▸ Text section:
········
Hitler had now declared Stalingrad to be a “fortress” and was pinning his hopes on Goering’s resupply promises, and the prospect that a relief attack might be made through the Russian lines. But for the men on the ground conditions were rapidly deteriorating.
On the 1st December Generalleutnant Schmidt reported to the Fuhrer HQ:
Now we have our ardent all-round defence. I have enough weapons but little ammunition, little bread and spirit, no wood for burning or building materials to go below ground and keep warm, and the men, who remain astonishingly confident of victory, are daily losing their strength.
Conditions for the Red Army soldiers surrounding Stalingrad were little better but they knew that they held the advantage and there was no way they would lose their grip on it. Mansul Abdullin had arrived on the battlefield in early November, he was still adjusting to life on the front line. In late November they were ordered to dig in and now they were living in holes in the ground:
We had to gauge out a 1.5m [5 feet] lump of frozen earth, then dig a burrow at the bottom of the trench. Since these burrows were made to fit a particular individual, they differed in size and form. Sometimes, one burrow would shelter two or three people: it was warmer that way.
Meanwhile, the frozen ground above protected us almost as well as concrete. One might assume that as soon as we had completed work on a trench, and dug our burrows, we would simply have crawled inside and slept till ordered to fight.
But this was not the case. We wanted our dwellings to be comfortable, so we would make a niche for our grenades, another for our cartridges, and a third for our sub-machine guns. Then we would make a niche for our mess tins, and so on. Thus we made our trenches more and more cosy, all the time getting more and more attached to them.
In fact, the order, ‘Load the mortars! Forward!’ was often accompanied by feelings of sadness and regret, at having to part with a piece of ground that had become a kind of home. As for leaving your trench to the enemy, that was totally out of the question!
Our mortarmen saw to it that the enemy did not sleep at night. By day, we would zero in on a ravine, where various Nazi service units were concentrated, and make a detailed plan of their positions. Then, as soon as darkness fell, we would begin firing at regular five-minute intervals. This was called ‘wearing out the enemy.’
The Germans were shelled all night long, but we managed to get some sleep at least: each crew worked for an hour, firing some 100 bombs, before scurrying back to burrows, kept warm by sleeping comrades.
For some reason the Nazis did not dig any trenches. Maybe they expected to make a successful breakout? Or maybe our frozen ground at Stalingrad proved a bit too much for them? I don’t know.
········
▸ Extracted data:
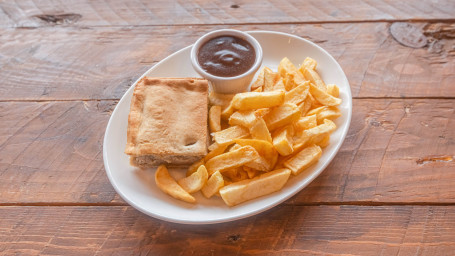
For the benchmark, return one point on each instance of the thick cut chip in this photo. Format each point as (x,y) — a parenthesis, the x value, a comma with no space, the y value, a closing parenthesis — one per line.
(316,111)
(219,99)
(213,185)
(259,82)
(305,106)
(193,168)
(251,172)
(306,122)
(260,164)
(216,150)
(289,82)
(279,85)
(261,185)
(227,111)
(314,102)
(234,147)
(314,78)
(286,67)
(226,136)
(328,113)
(316,134)
(282,140)
(260,131)
(215,118)
(235,174)
(282,115)
(298,94)
(333,90)
(231,159)
(323,97)
(245,118)
(303,159)
(268,154)
(255,100)
(168,185)
(270,79)
(259,89)
(309,63)
(324,142)
(195,181)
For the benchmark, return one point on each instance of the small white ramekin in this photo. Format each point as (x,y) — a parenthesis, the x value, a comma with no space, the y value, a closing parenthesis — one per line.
(233,84)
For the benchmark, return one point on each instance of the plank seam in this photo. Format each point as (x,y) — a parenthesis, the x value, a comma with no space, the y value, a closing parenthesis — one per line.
(75,25)
(355,98)
(347,203)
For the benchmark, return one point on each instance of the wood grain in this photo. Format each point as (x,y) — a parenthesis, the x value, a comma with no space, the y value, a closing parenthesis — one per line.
(119,13)
(283,230)
(88,63)
(52,150)
(396,151)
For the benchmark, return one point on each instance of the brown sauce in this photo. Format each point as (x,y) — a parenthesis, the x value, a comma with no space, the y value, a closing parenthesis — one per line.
(226,56)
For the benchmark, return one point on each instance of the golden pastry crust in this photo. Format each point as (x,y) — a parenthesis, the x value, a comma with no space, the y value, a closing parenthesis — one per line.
(168,120)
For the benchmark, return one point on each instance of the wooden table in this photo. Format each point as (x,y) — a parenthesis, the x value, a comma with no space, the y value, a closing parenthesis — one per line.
(64,65)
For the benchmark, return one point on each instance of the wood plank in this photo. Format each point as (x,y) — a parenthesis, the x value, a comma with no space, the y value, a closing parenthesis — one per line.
(396,151)
(283,230)
(52,151)
(101,63)
(34,13)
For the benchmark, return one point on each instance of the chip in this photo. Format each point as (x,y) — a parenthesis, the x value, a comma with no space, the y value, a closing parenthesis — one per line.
(231,159)
(303,159)
(213,185)
(228,135)
(282,140)
(239,192)
(215,118)
(195,181)
(255,100)
(282,115)
(168,185)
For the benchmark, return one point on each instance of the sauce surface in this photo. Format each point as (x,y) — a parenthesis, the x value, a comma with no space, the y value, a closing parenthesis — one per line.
(226,56)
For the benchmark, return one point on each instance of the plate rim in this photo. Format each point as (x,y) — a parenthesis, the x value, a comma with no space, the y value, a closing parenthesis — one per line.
(310,179)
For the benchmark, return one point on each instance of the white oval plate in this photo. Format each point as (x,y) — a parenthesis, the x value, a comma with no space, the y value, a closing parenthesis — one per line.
(138,187)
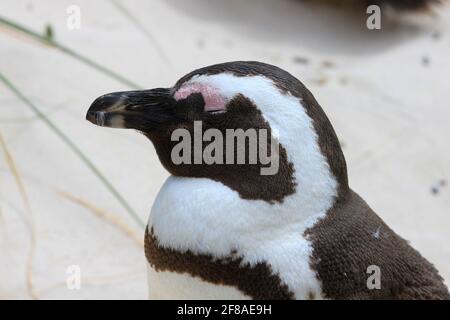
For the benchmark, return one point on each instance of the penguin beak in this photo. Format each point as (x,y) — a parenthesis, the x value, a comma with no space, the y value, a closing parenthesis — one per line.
(143,110)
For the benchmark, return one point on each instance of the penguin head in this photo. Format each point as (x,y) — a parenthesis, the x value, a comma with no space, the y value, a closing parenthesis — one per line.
(232,96)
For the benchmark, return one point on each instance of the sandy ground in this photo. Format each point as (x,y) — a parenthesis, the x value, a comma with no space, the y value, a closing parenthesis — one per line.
(386,92)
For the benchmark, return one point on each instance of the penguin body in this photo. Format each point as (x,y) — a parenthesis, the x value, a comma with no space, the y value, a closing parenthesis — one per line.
(228,232)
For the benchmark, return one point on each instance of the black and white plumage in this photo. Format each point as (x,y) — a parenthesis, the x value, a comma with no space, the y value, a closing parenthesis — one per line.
(225,231)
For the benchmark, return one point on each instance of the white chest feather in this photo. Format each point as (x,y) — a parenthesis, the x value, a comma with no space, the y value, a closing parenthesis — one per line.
(206,217)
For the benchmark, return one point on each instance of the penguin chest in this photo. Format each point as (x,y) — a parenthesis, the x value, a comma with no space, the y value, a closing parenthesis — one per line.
(176,274)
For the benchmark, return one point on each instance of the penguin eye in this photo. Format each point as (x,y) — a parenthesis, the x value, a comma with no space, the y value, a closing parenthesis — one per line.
(214,103)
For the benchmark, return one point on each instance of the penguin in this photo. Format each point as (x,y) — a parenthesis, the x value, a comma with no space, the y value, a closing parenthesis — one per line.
(227,231)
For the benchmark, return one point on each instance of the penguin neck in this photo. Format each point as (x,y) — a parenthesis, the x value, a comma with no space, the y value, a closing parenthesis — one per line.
(197,213)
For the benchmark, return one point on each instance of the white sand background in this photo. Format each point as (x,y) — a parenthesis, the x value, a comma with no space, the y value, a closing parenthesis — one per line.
(386,93)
········
▸ Task description: In the Stalingrad text, what does Mansul Abdullin name as things the soldiers made niches for in their dwellings? Rely on the text alone.

▸ Output of the task: Grenades, cartridges, sub-machine guns and mess tins.